-------- PROVIDED DATA --------

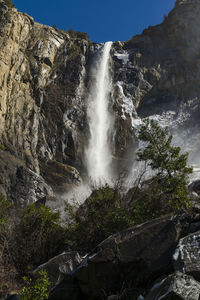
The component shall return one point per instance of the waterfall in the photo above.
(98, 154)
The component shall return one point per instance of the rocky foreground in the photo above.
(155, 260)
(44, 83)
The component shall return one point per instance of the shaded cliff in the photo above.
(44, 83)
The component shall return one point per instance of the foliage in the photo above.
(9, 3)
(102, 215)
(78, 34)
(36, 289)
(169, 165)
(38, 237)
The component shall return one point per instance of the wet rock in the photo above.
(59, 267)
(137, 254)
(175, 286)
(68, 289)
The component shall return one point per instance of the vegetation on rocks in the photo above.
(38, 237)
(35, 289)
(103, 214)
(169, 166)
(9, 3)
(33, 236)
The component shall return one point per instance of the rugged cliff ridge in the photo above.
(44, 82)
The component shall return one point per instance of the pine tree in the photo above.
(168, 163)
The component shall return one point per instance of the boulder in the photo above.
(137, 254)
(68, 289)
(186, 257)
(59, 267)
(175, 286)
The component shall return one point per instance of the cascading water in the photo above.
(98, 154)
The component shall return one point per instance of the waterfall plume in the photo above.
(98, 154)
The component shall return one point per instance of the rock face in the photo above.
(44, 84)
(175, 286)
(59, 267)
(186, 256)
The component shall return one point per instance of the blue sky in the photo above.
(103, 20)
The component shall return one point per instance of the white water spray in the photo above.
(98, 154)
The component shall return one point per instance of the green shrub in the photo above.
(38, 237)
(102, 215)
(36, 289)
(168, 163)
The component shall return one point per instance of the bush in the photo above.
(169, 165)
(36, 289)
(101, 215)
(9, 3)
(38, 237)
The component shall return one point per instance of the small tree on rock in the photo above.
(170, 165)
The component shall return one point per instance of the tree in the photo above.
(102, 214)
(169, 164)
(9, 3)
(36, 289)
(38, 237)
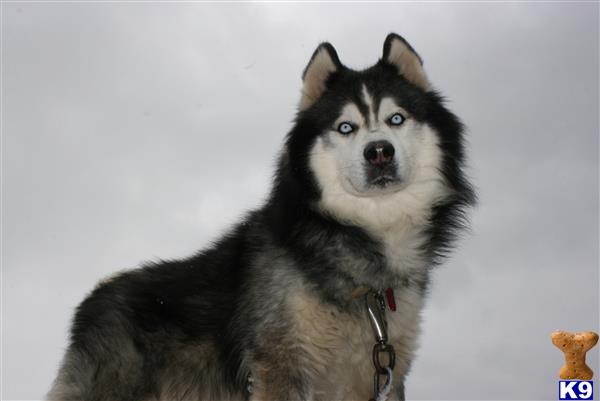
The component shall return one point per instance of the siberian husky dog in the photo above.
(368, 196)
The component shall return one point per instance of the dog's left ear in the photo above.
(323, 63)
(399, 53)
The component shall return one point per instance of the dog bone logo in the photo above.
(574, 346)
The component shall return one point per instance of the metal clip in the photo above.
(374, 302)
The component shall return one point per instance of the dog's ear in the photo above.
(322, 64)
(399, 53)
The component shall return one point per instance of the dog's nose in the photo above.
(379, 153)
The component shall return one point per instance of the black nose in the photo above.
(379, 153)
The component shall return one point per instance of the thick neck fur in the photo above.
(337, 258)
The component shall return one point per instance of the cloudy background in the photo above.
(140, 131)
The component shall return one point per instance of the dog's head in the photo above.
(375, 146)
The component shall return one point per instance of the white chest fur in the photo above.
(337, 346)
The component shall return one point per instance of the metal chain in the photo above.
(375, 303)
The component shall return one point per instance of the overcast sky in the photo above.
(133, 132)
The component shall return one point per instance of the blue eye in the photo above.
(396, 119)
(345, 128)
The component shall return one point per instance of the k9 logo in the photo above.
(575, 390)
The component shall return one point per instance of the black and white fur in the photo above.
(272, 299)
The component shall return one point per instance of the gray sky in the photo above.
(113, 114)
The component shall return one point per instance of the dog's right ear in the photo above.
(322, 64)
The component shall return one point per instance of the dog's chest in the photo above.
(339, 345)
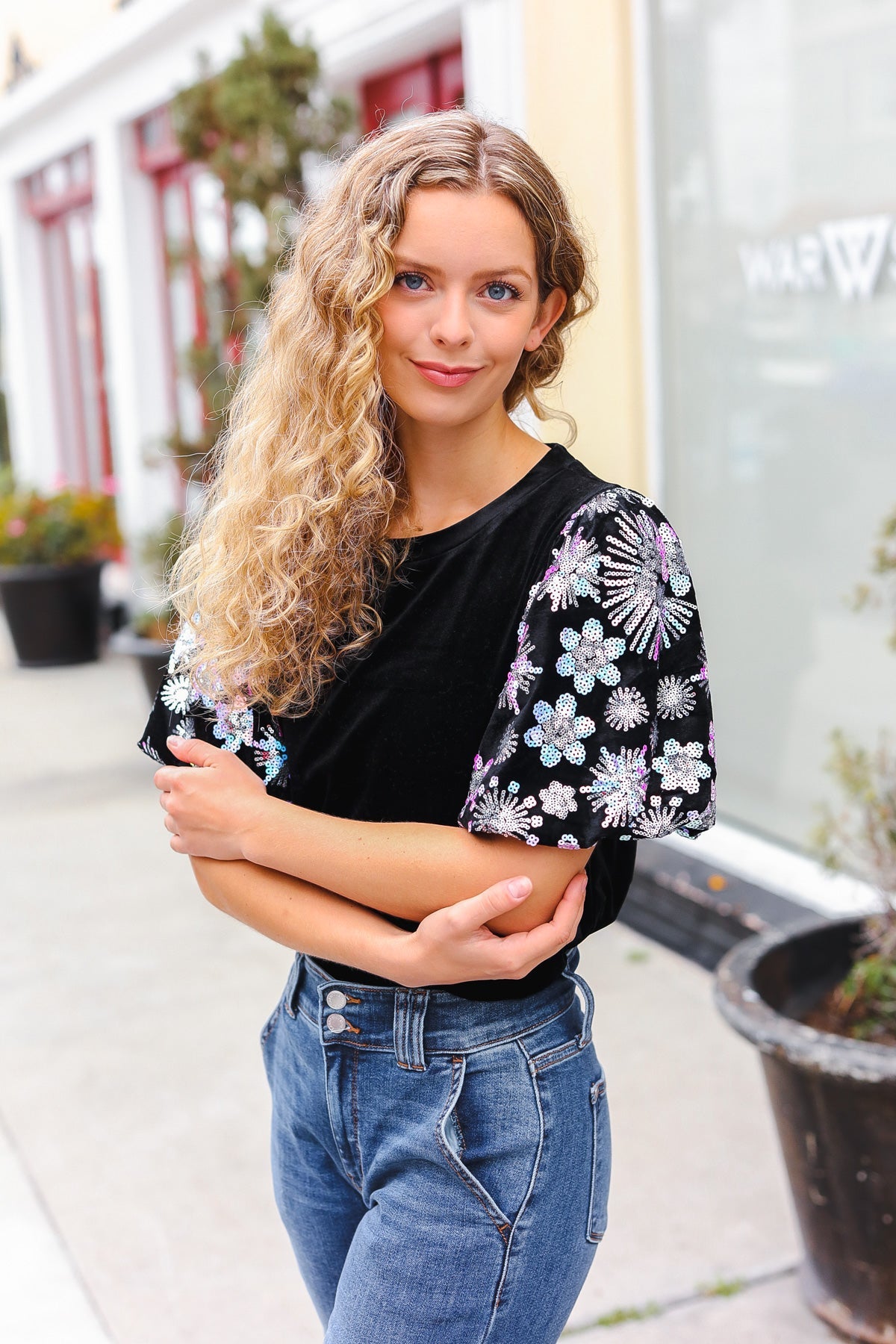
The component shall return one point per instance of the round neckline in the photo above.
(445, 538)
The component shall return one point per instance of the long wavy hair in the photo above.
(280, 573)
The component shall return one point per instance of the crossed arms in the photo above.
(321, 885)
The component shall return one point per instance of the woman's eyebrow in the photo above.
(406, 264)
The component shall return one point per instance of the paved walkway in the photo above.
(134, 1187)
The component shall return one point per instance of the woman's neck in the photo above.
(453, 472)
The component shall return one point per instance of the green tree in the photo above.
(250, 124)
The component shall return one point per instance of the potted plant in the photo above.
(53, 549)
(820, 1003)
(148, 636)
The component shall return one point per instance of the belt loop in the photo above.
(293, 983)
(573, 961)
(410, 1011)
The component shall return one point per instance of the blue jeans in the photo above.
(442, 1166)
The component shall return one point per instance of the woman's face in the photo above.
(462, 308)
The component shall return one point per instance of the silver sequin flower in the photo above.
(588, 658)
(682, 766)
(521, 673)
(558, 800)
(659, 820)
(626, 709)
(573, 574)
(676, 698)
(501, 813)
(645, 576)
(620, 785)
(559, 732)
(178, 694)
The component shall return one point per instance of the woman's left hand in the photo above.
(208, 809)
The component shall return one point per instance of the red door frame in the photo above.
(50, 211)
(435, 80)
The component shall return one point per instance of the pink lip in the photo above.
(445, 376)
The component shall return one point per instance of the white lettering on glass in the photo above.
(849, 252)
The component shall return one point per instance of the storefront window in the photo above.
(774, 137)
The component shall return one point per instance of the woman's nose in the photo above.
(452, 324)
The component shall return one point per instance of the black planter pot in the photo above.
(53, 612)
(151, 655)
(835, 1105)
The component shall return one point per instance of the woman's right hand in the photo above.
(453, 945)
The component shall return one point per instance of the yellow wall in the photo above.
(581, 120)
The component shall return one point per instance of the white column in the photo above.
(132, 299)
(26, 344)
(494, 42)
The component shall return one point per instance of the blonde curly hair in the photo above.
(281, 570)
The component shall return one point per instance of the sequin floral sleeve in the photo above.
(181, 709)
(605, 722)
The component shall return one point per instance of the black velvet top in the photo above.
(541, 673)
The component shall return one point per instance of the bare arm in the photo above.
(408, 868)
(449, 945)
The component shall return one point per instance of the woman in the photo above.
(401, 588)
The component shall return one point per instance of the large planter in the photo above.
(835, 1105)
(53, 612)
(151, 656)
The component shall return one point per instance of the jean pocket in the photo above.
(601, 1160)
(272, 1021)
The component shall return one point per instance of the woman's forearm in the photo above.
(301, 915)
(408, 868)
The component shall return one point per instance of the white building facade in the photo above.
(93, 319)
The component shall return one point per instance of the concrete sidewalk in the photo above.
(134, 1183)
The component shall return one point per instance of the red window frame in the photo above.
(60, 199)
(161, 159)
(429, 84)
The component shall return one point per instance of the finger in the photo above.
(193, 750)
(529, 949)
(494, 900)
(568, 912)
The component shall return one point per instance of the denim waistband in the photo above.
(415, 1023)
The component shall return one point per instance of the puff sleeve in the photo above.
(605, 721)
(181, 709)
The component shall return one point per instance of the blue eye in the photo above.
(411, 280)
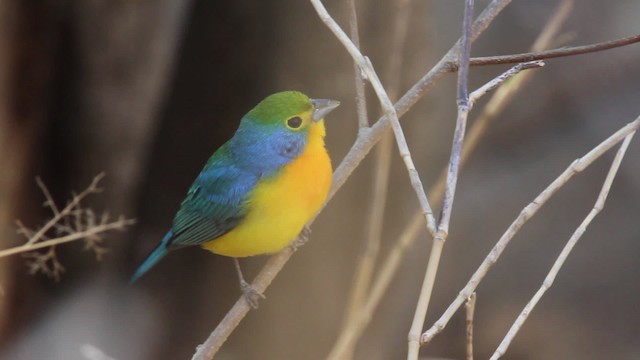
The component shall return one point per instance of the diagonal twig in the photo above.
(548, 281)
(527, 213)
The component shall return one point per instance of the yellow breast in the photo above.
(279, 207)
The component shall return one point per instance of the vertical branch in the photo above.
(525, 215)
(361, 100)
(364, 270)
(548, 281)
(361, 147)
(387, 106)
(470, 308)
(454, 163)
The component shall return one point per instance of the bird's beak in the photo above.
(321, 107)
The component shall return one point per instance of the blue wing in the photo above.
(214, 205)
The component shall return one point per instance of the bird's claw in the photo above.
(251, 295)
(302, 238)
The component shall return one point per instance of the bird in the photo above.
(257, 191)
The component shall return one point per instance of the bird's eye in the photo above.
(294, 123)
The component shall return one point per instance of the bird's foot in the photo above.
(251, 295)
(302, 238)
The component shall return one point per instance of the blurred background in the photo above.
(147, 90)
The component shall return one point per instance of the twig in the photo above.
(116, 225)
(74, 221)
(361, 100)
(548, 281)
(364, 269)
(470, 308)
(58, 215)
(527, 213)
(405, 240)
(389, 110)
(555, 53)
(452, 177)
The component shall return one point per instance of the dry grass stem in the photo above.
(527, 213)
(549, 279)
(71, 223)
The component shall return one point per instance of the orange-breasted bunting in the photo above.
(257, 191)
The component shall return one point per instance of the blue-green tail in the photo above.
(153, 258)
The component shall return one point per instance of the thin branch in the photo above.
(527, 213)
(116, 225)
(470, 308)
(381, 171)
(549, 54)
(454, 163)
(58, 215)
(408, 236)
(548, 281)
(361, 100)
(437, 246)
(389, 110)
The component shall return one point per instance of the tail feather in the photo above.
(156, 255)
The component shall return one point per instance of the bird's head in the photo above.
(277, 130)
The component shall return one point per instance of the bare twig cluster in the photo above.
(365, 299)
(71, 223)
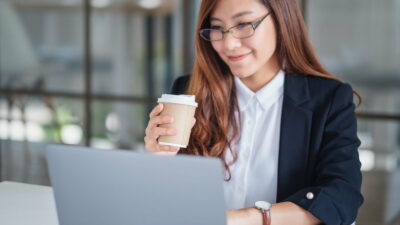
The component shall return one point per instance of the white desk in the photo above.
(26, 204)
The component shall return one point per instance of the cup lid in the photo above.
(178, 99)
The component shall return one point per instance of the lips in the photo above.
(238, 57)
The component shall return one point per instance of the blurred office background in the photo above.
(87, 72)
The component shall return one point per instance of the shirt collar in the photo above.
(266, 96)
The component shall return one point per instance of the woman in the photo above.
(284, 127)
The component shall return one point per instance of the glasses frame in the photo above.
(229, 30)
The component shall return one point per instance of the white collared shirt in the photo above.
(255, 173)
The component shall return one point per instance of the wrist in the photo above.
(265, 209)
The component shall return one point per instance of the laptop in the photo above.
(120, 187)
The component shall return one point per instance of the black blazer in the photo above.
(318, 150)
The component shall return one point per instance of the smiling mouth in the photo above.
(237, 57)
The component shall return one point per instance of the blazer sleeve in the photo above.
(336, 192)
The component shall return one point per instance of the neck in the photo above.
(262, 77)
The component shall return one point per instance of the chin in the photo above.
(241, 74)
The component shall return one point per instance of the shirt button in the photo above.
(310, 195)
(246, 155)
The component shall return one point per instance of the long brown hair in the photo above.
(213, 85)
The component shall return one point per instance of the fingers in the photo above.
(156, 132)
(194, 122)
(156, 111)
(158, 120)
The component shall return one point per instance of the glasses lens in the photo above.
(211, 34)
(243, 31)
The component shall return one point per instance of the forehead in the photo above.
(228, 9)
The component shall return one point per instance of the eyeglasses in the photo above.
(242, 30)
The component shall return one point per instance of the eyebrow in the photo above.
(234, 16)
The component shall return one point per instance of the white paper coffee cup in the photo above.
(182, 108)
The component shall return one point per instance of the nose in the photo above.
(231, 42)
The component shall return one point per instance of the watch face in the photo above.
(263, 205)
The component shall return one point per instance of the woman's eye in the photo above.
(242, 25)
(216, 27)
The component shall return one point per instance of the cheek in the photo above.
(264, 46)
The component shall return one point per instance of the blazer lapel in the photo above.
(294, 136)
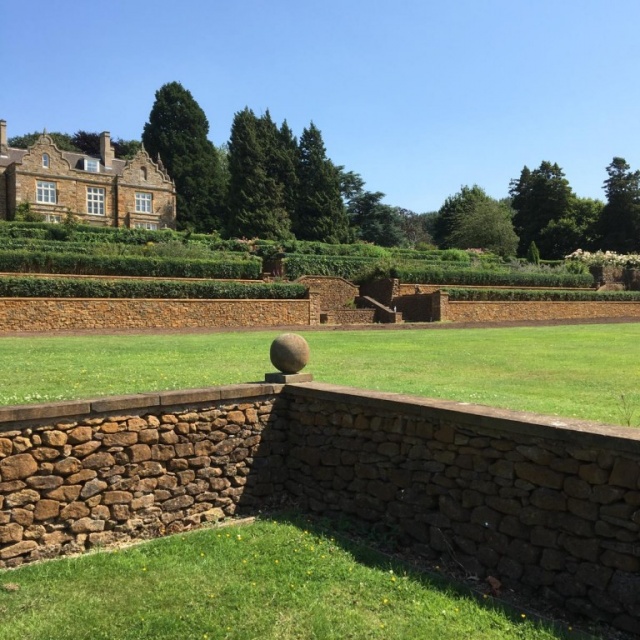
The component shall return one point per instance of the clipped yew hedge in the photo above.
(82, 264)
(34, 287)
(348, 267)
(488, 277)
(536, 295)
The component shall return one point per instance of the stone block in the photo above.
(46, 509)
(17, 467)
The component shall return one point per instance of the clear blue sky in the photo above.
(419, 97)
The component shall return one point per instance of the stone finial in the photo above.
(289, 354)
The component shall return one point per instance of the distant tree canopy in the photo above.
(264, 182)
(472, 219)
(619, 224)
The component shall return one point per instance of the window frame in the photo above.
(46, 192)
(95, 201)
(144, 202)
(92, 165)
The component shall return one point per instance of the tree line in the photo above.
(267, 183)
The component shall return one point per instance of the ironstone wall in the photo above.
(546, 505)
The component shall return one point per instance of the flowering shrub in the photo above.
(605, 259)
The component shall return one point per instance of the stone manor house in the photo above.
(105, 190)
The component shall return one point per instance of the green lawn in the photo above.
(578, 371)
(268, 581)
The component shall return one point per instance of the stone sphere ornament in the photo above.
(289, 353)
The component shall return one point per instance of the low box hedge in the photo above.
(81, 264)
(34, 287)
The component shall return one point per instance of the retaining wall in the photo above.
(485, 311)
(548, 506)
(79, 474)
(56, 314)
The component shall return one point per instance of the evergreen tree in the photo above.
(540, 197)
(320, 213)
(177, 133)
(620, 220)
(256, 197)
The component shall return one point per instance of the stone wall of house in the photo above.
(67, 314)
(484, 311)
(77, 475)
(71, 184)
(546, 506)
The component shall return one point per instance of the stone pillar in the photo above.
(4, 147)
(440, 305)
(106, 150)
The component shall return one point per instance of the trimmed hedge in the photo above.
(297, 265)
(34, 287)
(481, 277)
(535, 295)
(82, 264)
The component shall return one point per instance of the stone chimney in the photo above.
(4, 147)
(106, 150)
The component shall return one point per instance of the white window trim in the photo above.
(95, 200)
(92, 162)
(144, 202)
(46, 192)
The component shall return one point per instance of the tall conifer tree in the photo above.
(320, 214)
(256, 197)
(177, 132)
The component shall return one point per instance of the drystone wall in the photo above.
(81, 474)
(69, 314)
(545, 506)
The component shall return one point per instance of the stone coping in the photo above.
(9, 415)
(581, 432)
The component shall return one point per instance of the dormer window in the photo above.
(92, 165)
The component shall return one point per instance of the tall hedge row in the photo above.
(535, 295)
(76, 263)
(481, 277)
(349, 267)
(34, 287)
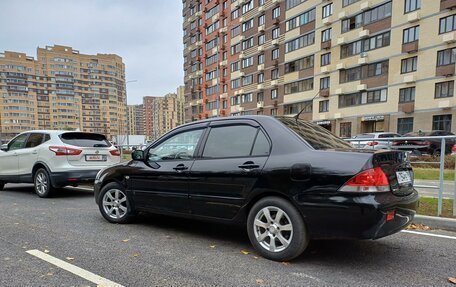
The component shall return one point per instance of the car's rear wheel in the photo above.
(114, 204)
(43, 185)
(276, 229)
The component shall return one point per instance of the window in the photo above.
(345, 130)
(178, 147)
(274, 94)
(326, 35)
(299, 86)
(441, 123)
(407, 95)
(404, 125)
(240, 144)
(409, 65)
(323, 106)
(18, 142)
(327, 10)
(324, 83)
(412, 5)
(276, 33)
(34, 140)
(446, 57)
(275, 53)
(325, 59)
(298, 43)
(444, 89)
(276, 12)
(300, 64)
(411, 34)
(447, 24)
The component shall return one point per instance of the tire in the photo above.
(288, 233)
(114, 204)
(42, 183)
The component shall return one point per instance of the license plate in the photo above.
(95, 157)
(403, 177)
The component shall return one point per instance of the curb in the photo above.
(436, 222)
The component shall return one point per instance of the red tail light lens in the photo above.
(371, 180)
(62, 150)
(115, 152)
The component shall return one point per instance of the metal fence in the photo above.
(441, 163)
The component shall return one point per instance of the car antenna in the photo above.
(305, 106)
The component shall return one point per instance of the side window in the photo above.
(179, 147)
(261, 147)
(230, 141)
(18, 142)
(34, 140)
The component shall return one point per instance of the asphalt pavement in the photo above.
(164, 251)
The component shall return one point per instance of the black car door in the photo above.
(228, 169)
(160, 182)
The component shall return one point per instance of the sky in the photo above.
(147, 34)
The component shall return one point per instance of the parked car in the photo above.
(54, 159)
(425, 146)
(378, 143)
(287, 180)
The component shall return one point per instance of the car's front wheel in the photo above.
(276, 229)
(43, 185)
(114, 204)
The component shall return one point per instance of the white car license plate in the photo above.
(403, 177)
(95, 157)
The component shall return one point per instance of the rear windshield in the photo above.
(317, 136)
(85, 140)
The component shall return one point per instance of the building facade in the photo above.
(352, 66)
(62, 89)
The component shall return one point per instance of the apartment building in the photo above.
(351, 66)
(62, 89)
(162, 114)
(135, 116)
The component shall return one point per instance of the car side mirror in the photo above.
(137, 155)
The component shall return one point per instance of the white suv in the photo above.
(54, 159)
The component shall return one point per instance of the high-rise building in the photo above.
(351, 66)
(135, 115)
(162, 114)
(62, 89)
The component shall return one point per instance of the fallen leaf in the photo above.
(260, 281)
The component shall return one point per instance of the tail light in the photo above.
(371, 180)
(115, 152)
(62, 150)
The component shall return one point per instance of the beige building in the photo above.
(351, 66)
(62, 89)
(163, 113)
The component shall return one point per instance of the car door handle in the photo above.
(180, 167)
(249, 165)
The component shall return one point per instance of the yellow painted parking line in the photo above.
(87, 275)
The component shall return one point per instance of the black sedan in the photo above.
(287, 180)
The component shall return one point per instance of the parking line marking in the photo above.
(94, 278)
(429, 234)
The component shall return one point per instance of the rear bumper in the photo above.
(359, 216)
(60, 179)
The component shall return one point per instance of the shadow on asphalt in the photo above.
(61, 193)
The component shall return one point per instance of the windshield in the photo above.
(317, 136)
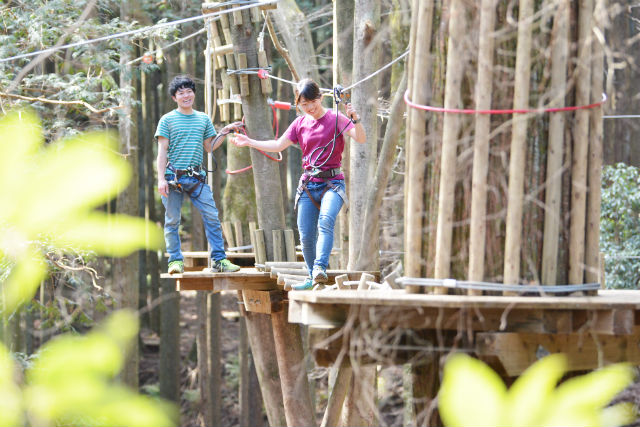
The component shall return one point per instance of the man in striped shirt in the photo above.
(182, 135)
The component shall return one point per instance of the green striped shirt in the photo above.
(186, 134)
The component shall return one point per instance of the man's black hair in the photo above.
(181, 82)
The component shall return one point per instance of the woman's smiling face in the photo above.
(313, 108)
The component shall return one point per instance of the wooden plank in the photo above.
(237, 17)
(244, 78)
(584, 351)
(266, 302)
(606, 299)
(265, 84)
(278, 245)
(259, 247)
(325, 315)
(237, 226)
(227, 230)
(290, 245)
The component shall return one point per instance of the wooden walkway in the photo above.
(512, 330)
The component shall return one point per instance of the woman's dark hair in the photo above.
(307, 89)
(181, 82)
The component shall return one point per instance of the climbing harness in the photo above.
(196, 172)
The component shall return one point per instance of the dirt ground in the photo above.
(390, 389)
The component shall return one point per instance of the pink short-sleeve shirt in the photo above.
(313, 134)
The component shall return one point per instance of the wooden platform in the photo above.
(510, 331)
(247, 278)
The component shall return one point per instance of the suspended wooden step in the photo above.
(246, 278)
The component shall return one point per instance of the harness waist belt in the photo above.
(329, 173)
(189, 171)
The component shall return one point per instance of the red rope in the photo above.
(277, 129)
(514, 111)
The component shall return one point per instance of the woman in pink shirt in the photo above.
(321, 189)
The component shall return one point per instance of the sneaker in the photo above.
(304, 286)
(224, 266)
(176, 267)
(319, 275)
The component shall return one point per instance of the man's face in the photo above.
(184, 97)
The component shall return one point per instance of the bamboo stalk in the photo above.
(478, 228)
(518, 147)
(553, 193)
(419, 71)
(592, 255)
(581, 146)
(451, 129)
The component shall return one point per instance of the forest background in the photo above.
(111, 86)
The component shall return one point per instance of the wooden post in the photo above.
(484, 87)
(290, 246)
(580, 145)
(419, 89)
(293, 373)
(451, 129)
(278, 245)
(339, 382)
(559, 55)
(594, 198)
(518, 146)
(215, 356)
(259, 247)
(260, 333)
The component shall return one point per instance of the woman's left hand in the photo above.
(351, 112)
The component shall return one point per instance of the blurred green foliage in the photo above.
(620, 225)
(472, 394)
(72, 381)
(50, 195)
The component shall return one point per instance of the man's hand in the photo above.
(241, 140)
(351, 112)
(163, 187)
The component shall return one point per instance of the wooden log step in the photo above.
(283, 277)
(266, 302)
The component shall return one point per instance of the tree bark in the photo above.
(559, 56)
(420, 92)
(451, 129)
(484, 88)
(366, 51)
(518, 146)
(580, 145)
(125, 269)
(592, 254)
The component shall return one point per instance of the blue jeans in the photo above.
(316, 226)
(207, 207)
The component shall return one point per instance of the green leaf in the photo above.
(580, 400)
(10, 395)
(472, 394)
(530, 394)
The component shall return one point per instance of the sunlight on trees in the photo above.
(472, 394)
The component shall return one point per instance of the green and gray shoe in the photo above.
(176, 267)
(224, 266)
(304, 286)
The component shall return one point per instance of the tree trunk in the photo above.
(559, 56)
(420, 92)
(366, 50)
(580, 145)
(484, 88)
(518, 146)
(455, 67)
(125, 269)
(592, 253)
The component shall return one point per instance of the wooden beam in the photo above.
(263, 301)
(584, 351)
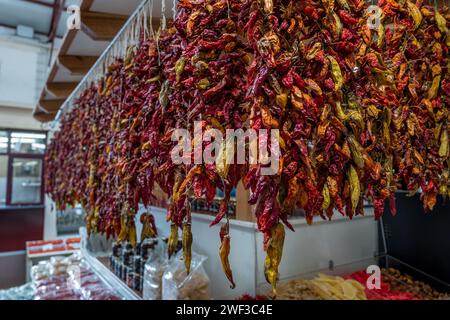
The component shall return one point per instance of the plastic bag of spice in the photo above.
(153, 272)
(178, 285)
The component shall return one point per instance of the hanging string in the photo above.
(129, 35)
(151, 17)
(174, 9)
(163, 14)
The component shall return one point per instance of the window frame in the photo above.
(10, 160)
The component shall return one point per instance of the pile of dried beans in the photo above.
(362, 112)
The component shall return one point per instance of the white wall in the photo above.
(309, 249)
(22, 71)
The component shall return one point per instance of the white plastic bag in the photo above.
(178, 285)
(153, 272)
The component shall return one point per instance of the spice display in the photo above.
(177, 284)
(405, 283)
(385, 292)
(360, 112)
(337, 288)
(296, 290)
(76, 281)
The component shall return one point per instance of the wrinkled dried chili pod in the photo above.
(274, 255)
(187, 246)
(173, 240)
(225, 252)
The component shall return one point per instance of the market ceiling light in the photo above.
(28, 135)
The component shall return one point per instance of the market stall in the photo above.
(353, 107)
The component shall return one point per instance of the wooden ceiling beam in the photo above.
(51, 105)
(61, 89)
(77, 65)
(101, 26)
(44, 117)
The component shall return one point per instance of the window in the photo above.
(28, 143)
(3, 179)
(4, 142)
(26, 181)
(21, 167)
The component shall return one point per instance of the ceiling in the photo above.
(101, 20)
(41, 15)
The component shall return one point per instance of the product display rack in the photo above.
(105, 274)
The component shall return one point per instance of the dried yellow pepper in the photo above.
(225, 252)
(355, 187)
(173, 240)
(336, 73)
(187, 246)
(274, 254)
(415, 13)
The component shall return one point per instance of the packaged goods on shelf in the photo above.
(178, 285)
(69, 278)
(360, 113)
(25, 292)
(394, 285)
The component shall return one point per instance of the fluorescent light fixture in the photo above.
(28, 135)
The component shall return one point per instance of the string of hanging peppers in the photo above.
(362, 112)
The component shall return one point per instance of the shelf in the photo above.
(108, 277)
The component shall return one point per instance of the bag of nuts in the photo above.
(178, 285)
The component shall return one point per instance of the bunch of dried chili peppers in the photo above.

--------

WHAT IS BEING ASKED: Copy each line exactly, from the line containing "The component shall return one point per instance of the product" down to the last line of the material, and no other lines.

RESPONSE TO THE EXERCISE:
The component shall return one point per instance of the product display rack in the photo above.
(105, 274)
The component shall return one point per instance of the dried yellow pepper in the photo above.
(225, 252)
(355, 187)
(173, 240)
(336, 73)
(187, 246)
(274, 254)
(415, 13)
The component shall return one point per instance of the packaged goods on shelf in the photo above.
(178, 285)
(69, 278)
(360, 113)
(25, 292)
(394, 285)
The component shall return one point per instance of the fluorescent light fixture in the photo above.
(28, 135)
The component shall return one point per instance of the string of hanging peppers in the photo above.
(362, 112)
The component shall return one point per instance of the shelf in the photo above.
(108, 277)
The component shall return one point per instance of the bag of nuts in the photo above.
(178, 285)
The component shall return one point per instance of the bunch of dried chili peppers in the photo above.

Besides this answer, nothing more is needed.